**EXTRACT TO READ:**

########################################

Genomics of Fibrin Clot Structure in Patients With Constitutional Dysfibrinogenemia (GENDYSFIB)

Hereditary dysfibrinogenemia results from monoallelic mutation in one of the fibrinogen genes (FGA, FGB, FGG). The spectrum of molecular abnormalities is broad, leading to several subtypes of coagulation disorders with specific biological and clinical features. The correlation between the genotype and the phenotype is poor, and the clinical course of patients, from major bleeding to recurrent thromboses, is unpredictable. Fibrin clot structure is a determinant of the risk of thrombosis in cardiovascular diseases. In all individuals, fibrin networks define the propensity of clot to be more resistant to removal or, on the contrary, susceptible to fragmentation leading to bleeding complications. Besides fibrinogen variants, other relatively common genetic polymorphisms in coagulation and fibrinolytic pathways may affect the fibrin clot structure and therefore act as modifiers of the blood clot function.

########################################

(Stored data entries)
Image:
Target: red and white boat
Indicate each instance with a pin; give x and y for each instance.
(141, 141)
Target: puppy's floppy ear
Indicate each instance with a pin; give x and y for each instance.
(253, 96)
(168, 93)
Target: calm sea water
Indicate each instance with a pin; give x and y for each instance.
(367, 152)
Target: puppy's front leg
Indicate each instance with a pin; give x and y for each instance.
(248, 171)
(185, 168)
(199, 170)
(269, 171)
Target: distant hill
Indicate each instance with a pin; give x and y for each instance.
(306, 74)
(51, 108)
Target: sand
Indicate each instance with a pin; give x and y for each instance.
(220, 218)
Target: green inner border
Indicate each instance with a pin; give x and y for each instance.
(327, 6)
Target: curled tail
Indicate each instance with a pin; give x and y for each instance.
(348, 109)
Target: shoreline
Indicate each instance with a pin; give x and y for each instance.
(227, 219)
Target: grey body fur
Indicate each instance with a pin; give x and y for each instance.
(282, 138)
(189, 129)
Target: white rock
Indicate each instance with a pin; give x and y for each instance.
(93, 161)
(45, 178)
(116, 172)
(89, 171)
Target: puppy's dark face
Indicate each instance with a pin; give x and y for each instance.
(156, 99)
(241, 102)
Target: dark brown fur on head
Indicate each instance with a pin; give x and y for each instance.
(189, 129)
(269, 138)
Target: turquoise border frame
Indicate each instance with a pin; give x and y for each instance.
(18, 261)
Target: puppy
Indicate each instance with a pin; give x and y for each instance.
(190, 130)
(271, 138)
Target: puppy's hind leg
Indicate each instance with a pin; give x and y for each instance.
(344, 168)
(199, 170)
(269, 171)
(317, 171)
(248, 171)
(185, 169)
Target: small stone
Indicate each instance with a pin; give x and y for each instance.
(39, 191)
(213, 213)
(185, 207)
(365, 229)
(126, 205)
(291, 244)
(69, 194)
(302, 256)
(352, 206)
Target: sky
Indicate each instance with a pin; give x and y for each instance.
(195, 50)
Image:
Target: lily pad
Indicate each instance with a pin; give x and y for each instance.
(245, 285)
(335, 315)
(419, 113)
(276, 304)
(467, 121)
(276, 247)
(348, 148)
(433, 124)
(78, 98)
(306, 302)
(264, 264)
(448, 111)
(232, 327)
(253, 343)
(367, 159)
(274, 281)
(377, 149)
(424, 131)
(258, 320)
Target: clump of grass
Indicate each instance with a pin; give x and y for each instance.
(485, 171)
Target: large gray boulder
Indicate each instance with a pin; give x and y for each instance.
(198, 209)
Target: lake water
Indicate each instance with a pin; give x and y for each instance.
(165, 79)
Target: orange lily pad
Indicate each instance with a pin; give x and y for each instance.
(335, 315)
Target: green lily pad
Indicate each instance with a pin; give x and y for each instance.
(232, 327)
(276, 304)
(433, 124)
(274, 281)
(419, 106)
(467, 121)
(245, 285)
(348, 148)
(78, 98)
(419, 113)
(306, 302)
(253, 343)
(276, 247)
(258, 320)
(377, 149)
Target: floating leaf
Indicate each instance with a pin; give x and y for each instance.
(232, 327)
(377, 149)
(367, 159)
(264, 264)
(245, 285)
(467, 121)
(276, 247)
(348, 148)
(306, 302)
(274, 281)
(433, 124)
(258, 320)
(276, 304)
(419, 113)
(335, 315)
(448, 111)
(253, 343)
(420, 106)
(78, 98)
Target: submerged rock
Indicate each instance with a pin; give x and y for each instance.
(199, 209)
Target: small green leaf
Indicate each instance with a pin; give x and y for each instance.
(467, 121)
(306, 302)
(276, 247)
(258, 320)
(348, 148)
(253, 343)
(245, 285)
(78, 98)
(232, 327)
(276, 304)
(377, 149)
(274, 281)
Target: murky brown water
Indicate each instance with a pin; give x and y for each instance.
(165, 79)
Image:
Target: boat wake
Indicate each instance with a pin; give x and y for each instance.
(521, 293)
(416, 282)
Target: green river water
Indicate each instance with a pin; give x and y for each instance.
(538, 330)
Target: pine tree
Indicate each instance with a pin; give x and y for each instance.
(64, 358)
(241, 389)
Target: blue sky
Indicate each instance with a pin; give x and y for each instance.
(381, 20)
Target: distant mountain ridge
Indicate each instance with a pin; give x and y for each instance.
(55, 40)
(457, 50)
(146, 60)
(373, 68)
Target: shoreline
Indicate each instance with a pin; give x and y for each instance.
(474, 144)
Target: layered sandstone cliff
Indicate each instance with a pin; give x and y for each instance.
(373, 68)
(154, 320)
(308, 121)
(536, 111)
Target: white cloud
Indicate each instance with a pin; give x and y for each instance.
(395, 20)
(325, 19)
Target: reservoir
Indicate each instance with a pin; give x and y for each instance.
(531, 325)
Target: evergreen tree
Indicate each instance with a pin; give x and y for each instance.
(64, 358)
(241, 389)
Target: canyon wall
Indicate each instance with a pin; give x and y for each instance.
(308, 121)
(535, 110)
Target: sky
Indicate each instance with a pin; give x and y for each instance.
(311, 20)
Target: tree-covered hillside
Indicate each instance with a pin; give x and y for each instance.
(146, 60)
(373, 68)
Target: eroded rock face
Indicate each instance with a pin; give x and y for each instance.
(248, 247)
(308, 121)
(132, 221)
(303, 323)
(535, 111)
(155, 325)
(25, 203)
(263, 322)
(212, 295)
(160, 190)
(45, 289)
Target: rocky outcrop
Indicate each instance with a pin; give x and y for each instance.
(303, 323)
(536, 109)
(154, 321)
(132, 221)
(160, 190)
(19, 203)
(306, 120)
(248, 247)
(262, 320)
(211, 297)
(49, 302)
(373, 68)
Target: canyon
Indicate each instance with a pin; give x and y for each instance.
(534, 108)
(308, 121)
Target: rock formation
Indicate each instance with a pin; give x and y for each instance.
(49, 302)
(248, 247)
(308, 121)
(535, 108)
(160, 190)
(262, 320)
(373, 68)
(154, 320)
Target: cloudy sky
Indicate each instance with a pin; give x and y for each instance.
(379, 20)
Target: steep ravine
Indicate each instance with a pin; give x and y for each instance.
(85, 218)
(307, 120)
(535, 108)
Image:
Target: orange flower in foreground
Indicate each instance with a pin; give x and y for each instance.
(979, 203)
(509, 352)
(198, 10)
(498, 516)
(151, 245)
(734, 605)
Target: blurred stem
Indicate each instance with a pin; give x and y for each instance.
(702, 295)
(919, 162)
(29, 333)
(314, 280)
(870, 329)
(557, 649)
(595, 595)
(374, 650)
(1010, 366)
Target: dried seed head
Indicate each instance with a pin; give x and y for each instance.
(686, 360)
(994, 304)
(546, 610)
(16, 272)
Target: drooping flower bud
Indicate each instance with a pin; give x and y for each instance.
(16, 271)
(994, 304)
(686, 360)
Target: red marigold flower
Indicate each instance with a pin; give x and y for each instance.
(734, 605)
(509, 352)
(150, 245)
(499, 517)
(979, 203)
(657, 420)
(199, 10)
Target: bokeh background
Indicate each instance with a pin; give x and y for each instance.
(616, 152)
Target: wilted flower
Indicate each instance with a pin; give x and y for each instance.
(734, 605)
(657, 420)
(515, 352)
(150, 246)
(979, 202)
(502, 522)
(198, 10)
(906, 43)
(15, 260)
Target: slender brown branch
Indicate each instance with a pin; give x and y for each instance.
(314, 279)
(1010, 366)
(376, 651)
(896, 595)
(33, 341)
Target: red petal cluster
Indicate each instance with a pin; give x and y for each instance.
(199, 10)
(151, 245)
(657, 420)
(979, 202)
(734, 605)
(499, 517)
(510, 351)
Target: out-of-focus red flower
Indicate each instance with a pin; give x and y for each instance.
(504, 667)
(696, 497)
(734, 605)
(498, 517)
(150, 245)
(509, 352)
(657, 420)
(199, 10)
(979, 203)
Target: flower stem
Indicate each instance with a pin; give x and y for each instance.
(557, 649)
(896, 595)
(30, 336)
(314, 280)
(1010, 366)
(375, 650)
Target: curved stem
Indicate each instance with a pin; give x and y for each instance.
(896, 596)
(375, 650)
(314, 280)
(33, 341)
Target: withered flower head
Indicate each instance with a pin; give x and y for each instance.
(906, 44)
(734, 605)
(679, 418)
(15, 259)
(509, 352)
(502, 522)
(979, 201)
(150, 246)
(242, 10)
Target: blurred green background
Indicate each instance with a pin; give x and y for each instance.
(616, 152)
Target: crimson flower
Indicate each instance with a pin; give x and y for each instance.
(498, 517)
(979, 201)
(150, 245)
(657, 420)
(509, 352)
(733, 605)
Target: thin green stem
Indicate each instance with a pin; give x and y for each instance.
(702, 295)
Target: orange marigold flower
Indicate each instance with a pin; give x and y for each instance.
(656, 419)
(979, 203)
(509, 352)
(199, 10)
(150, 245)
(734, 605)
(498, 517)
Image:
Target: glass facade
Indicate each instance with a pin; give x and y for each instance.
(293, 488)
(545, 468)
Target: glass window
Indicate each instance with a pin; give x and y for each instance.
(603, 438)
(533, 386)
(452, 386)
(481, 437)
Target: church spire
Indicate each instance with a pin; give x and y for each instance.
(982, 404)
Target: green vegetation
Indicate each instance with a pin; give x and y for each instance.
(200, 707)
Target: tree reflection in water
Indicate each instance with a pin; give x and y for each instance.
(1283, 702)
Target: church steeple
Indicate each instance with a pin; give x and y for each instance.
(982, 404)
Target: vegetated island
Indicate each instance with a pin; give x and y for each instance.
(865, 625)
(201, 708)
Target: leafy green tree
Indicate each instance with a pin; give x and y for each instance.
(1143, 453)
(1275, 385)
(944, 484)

########################################

**ASSIGNMENT A:**
Translate this sentence from the passage on hereditary dysfibrinogenemia into Spanish: "Fibrin clot structure is a determinant of the risk of thrombosis in cardiovascular diseases."
**ASSIGNMENT B:**
Write what comes next in the passage on hereditary dysfibrinogenemia and fibrin clot structure, beginning after its final sentence.

**EXERCISE OUTPUT A:**
La estructura del coágulo de fibrina es un determinante del riesgo de trombosis en las enfermedades cardiovasculares.

**EXERCISE OUTPUT B:**
In this proposal, the investigators will analyze properties (polymerization, fibrinolysis, viscoelastic properties, permeation) and ultrastructure (size, number, packaging, architecture of fibrin fiber by confocal microscopy and scanning electron microscopy) of plasma-based clots in relation to the presence of genetic modifiers (polymorphisms). Polymorphisms will be detected using a whole exome sequencing (WES) in a selected panel of genes of the coagulation and fibrinolytic pathways. The gene panel of 28 genes will include the three fibrinogen genes plus 25 potential modifier genes including F5, F2, PAI-1, PROCR and MTHFR. The overall clot phenotype will be correlated to the presence of prothrombotic polymorphisms and to the patient's clinical phenotype. The investigators plan to include about 100 patients with dysfibrinogenemia. The combination of integrative hemostasis models with genetic dataset will provide a global view of the patient's individual hemostatic profile. This may allow to better predict the clinical outcome and help provide a more personalized therapeutic strategy and precision medicine. In addition, the development of models allowing a reliable global assessment of fibrin clot architecture will be the basis for further research in other acquired diseases involving thrombotic or bleeding events.